━━━━━ DATA EXTRACTS ━━━━━

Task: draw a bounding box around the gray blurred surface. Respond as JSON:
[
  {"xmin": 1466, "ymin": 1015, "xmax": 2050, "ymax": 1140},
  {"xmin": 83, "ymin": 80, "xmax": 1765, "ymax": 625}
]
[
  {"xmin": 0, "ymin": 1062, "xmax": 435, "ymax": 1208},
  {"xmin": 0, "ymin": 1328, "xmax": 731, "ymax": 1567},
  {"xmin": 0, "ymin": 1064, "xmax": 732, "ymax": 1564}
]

━━━━━

● TASK
Every line of the listing should be repeated exactly.

● TASK OUTPUT
Task: draw a bounding box around the gray blurred surface. Respond as JSON:
[
  {"xmin": 1466, "ymin": 1015, "xmax": 2050, "ymax": 1140},
  {"xmin": 83, "ymin": 80, "xmax": 1765, "ymax": 625}
]
[
  {"xmin": 0, "ymin": 1062, "xmax": 435, "ymax": 1208},
  {"xmin": 0, "ymin": 1328, "xmax": 731, "ymax": 1567},
  {"xmin": 0, "ymin": 1064, "xmax": 732, "ymax": 1564}
]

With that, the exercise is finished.